*** DOCUMENT EXCERPT ***

Robert Cruickshank said...

Kevin Drum doesn't know the first thing about high speed train engineering. The CHSRA studies have indicated that 220 mph will be the top speed achieved in the most favorable terrain. Same as in other countries.

Robert Cruickshank said...

That's one thing for Mills to say there are other priorities. But he's spreading misinformation about HSR in the process, which is neither legitimate nor defensible.

The Eagle of Evanston said...

Kevin Drum doesn't know the first thing about high speed train engineering. The CHSRA studies have indicated that 220 mph will be the top speed achieved in the most favorable terrain. Same as in other countries.

Robert-

Could you provide some clarification on this? I don't think that anybody doubts that it can achieve top speed, but that the route chosen will make that difficult, and will be lacking in said "favorable terrain."

My take, from looking at the proposed route, is that good portions are fairly flat, which I think is a prime requirement for high speed. So this doesn't sound like an issue, but your above response is actually quite dismissive to this concern of how much of the route is on favorable terrain.

Anonymous said...

You've got bigger media problems, Cruickshank -- Bill Handel at KFI-AM in Los Angeles told his million+ listeners this morning NO on 1A -- smack in the middle of morning drive time.

BruceMcF said...

LA/SF line of sight is 342 miles, so 220mph the whole way on an unattainably efficient alignment would be 1:33, not two and a half hours.

I don't have the average trip speed and alignment-distance ... but the HSR authority does, since it is proceeding on the basis of a chosen alignment.

Oh, and clearly, Mills does not have the average trip speed and alignment distance either, since he refers to how fast the trip can be done with current trackage.

The argument Mills advances that it would be impossible to do it in two and a half hours using existing trackage is a pure red herring ... that is not the plan. Indeed, the fact that new alignments and new, fully grade separated line in existing alignments are required are why the thing cost the money it does.

However, "as Mills points out", doing it with existing track, would attract far less ridership, so it would not save anywhere like the $100b+ in roadworks and airport infrastructure that the HSR project would do.

Spokker said...

The Central Valley is flat, but it'll have to get over Tehachapi first.

I'm guessing the Valley is where they are hoping to make up all that time. But I've read hopeful things about high speed rail being able to deal with relatively steeper grades that convention rail just can't handle.

Anonymous said...

Speeds, pev CHSRA website:

http://www.cahighspeedrail.ca.gov/images/chsr/20080201145039_Op_App_A_3.pdf

Anonymous said...

This speeds map link works.

***

## DIRECTIONS
**a.** Copy the passage of the high-speed rail comment thread from "BruceMcF said..." to "a half hours.".
**b.** Answer these questions from the high-speed rail comment thread:
(i) According to the CHSRA studies, what top speed will be reached in the most favorable terrain?
(ii) What line-of-sight distance between LA and SF does BruceMcF give?
(iii) What does Spokker say the line will have to get over first?
**c.** Go on with the high-speed rail comment thread, starting after its final comment.

*** DATASET EXCERPTS ***

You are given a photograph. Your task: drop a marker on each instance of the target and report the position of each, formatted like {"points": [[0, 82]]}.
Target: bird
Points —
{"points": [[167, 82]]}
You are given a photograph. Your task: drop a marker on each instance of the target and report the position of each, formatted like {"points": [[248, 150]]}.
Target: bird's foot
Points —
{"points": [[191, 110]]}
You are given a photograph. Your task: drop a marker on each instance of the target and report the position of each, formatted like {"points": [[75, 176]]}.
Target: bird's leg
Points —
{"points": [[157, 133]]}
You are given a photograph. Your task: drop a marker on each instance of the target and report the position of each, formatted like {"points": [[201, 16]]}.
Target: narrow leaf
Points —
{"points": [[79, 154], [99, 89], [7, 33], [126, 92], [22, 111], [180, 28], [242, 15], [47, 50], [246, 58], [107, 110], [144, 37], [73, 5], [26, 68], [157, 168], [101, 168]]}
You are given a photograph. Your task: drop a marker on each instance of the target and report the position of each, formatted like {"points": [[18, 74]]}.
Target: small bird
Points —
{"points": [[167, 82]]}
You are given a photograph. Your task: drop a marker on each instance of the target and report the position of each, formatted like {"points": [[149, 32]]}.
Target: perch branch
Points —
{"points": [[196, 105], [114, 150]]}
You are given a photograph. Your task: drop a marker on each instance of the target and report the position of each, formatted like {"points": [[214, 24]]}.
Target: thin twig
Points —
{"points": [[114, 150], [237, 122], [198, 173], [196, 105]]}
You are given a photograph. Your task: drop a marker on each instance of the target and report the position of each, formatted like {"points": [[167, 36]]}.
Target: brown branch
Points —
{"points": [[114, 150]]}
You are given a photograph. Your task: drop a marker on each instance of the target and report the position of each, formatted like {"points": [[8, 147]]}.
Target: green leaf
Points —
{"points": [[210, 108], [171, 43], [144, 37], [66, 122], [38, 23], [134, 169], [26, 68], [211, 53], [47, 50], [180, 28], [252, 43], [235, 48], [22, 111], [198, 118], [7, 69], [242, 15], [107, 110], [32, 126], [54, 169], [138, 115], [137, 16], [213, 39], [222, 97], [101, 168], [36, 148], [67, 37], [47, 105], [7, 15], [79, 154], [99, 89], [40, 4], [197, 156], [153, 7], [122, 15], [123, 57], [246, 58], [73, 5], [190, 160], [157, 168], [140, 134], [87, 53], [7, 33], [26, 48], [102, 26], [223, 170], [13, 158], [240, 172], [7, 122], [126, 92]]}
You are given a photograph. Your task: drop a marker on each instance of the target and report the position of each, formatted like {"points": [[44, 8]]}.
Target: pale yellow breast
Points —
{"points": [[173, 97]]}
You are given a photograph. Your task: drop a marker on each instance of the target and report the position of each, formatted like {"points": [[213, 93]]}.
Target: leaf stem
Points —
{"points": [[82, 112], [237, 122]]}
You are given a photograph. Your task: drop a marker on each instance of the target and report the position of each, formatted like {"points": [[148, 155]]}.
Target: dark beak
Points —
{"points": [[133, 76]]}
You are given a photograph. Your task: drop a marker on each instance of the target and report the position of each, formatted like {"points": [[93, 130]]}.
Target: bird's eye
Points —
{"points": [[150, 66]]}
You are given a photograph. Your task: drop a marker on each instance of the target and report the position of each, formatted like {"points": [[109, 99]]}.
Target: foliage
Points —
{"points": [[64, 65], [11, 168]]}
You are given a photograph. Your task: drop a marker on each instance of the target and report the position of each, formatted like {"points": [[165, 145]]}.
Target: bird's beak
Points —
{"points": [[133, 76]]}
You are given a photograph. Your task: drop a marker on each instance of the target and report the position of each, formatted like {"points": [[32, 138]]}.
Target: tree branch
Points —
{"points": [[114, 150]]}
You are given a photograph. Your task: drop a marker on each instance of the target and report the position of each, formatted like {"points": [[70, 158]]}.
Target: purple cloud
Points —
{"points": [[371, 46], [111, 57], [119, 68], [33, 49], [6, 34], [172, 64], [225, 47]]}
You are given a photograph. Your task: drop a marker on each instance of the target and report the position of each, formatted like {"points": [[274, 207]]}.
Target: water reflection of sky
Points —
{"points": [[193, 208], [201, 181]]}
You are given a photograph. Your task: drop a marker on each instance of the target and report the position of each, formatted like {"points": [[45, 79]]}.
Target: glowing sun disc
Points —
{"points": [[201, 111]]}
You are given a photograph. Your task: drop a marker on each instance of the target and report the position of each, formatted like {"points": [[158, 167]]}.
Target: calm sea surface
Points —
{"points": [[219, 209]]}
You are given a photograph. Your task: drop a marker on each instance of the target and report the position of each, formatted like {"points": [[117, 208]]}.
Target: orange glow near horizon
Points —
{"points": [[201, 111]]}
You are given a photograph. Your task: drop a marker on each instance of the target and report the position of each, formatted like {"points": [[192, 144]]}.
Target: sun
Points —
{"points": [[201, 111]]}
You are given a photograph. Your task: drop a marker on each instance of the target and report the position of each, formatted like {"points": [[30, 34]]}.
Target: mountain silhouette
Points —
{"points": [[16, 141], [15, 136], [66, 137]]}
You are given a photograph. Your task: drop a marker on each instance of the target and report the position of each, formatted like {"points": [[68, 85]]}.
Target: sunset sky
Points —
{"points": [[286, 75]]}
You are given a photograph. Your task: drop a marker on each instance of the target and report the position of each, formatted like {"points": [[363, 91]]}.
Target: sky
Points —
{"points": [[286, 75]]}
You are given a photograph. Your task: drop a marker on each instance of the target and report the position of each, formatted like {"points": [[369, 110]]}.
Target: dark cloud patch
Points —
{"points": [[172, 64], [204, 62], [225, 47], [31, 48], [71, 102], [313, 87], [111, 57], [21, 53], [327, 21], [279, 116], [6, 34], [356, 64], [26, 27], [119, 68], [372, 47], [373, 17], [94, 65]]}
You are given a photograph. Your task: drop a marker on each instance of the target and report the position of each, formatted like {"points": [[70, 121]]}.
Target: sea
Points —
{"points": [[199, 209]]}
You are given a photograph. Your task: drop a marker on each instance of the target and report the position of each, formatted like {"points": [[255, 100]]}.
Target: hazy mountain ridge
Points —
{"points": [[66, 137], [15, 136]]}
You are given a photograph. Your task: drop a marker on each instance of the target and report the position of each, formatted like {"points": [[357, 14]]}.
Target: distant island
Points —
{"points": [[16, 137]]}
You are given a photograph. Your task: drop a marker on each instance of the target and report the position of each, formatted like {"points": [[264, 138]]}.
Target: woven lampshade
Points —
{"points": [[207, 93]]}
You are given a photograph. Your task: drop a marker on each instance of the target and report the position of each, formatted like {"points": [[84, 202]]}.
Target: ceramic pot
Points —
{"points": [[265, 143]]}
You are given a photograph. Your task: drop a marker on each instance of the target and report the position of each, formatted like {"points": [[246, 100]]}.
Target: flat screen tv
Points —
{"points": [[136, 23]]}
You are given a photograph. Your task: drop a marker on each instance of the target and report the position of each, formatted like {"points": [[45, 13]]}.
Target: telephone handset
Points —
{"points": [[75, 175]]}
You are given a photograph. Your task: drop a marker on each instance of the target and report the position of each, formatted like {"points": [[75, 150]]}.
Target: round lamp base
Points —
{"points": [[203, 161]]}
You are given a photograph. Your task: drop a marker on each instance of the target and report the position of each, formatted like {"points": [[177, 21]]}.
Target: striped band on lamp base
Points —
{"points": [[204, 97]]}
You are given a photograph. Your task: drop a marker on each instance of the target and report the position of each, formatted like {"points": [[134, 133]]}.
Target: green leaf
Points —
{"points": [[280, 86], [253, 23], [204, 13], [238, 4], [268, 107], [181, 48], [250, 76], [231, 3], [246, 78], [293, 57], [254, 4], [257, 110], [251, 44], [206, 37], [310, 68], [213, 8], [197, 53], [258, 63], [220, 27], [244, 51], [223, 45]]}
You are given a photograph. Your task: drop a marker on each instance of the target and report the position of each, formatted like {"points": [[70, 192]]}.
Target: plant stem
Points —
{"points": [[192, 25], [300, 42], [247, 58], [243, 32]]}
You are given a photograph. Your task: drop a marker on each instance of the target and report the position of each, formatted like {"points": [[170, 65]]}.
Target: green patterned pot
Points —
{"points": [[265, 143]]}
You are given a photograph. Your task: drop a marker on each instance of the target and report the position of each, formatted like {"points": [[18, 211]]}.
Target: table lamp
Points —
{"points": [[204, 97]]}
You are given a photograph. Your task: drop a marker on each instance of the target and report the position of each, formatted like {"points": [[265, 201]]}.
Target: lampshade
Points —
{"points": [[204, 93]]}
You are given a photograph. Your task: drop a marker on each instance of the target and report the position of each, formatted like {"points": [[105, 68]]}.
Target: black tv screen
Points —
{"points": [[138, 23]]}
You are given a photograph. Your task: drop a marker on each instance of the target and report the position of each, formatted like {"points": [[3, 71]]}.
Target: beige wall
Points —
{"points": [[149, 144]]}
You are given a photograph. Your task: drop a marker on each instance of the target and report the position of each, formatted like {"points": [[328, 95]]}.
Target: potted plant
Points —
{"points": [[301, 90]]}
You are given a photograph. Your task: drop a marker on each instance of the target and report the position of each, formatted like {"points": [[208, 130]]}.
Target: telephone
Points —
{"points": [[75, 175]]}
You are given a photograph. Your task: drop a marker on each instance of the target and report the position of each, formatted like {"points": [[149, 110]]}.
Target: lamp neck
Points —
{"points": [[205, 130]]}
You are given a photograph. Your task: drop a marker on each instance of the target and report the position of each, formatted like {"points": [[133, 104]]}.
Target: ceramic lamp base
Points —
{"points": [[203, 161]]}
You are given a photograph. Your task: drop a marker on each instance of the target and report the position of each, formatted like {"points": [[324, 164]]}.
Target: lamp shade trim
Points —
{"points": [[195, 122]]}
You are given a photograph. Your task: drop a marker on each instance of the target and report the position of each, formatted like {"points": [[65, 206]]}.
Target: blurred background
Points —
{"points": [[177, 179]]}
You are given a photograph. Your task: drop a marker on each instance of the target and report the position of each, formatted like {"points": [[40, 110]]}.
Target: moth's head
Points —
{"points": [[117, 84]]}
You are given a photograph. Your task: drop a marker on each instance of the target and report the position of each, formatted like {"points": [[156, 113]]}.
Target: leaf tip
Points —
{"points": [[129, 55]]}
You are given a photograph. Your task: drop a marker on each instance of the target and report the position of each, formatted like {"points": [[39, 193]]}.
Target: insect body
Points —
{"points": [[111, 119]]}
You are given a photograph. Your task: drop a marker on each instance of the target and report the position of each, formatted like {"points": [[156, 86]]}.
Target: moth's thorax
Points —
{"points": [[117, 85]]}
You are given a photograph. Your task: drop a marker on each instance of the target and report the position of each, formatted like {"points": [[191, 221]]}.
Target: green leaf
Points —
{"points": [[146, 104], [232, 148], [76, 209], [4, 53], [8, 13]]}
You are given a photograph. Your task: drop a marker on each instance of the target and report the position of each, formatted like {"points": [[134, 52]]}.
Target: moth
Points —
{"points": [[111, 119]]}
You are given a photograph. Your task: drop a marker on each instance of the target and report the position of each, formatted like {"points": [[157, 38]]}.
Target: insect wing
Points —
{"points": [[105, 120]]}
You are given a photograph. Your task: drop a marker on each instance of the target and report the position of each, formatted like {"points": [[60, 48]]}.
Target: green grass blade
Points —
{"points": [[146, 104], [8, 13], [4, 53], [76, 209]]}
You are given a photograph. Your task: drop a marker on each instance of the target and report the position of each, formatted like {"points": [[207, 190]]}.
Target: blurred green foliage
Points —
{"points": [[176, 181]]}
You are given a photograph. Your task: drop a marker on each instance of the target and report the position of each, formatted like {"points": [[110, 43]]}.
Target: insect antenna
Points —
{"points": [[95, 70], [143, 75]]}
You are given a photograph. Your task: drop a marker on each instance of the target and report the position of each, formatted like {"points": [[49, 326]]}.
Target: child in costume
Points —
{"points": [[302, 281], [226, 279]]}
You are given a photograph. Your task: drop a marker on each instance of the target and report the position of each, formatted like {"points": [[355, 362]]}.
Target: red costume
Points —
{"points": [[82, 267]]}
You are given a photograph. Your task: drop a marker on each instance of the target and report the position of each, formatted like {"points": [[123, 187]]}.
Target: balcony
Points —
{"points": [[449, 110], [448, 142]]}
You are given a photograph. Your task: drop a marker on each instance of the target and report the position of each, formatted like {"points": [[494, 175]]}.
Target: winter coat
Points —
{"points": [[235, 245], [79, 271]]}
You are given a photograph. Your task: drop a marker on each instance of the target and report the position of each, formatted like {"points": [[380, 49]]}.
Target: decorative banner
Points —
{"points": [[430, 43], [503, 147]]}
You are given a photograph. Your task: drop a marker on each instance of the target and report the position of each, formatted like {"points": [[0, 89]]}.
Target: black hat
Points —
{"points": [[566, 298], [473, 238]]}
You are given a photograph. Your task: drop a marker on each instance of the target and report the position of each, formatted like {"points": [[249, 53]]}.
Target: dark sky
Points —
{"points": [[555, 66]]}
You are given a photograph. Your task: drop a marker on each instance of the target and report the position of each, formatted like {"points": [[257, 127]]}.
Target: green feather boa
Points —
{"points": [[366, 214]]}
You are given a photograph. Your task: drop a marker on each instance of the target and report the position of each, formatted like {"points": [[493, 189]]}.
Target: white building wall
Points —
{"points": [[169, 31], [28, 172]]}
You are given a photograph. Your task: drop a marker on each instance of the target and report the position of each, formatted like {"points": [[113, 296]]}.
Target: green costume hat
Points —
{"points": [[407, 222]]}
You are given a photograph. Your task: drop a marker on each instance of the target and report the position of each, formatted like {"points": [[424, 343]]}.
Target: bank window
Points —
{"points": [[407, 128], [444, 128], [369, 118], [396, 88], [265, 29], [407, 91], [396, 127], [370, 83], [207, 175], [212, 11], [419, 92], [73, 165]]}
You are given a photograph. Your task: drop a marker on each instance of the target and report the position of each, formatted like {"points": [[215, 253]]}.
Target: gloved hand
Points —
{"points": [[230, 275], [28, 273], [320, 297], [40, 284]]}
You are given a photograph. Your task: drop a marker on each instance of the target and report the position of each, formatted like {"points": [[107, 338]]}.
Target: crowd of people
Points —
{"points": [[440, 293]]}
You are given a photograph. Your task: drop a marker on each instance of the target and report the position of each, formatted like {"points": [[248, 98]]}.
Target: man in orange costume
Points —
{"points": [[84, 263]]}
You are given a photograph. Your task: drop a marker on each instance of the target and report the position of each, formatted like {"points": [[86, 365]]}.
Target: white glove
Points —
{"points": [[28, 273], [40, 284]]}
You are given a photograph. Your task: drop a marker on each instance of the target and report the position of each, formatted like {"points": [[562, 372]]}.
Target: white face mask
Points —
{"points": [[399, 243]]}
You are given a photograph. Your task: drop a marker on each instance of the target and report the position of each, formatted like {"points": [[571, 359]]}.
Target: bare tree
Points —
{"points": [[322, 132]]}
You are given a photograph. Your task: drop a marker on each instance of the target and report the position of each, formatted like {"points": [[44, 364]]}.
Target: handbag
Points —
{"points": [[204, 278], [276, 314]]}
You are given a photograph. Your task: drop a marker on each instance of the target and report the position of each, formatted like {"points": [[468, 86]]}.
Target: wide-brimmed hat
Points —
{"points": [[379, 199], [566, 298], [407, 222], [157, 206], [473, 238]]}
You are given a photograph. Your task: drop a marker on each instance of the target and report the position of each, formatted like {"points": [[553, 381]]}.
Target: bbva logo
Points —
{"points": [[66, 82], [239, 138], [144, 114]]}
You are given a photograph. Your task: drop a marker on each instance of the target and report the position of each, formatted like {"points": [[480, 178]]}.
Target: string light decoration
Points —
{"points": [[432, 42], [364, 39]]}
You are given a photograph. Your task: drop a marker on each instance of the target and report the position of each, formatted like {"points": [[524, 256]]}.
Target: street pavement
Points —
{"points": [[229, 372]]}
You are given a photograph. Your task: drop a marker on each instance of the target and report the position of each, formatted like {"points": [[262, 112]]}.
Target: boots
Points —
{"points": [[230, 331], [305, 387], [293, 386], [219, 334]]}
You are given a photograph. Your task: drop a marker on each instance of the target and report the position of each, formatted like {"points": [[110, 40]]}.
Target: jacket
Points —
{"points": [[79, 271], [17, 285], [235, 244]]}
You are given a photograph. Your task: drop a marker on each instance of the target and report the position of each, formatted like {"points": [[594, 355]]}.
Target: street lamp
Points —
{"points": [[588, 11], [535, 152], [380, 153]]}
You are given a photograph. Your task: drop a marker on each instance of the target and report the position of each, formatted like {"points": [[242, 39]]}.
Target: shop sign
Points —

***

## TASK-BY-TASK ANSWERS
**a.**
BruceMcF said...

LA/SF line of sight is 342 miles, so 220mph the whole way on an unattainably efficient alignment would be 1:33, not two and a half hours.

**b.**
(i) 220 mph
(ii) 342 miles
(iii) Tehachapi

**c.**
The Eagle of Evanston said...

Thanks anon, that PDF is quite useful. If you want to get an idea of what the proposed speeds are, it has the goods.

Anonymous said...

Setting the French TGV as a model that can't be surpassed is wrong, at least on 2 key points.
Fares: the Sarkozy administration has decided to stop subsidizing the SNCF's social obligations (free rides for job-seekers, 75% reductions for families and students, etc...). This burden has been shifted onto the TGV, which is the only profitable branch of the SNCF. It is a yearly drain of about 8bn euros. Without it, TGV fares could be significantly lower.
Will CHSR have to subsidize all the other transit operations in California? NO? Then the comparison with the TGV is irrelevant.
Speed: the TGV uses 2nd generation trains designed for a top commercial speed of 186mph. Besides, most of the tracks, laid 27 years ago, don't allow trains to cross each other at higher speeds because the tracks are not spaced far enough.
Now, we can logically suppose that CHSR will have tracks compatible with higher speeds and will run recent trains like the AVG, designed for a 225mph commercial speed. So the announced speeds for SF-LA are more than plausible and will probably be beaten in trial runs.
I propose a variant for the Mills' story:
My daddy has been working on Piper Cubs all his life and he knows a thing or two about airplanes. So, if he says the B787 can't fly, you have to believe him.

Anonymous said...

"Millions of listners" ugh? its just another right wing blabe station!! most people that listen to that crap are voting no anyway..

Brandon in California said...

^^^ LA just might have the highest proportion of voters saying yes to 1A; after San Franisco that is.

Tony D. said...

anon 9:50,
"Million+" listeners for KFI-AM in LA? Give is a damn break you right-wing obstructionist! Where's your proof anyway for that many listeners?

Rafael said...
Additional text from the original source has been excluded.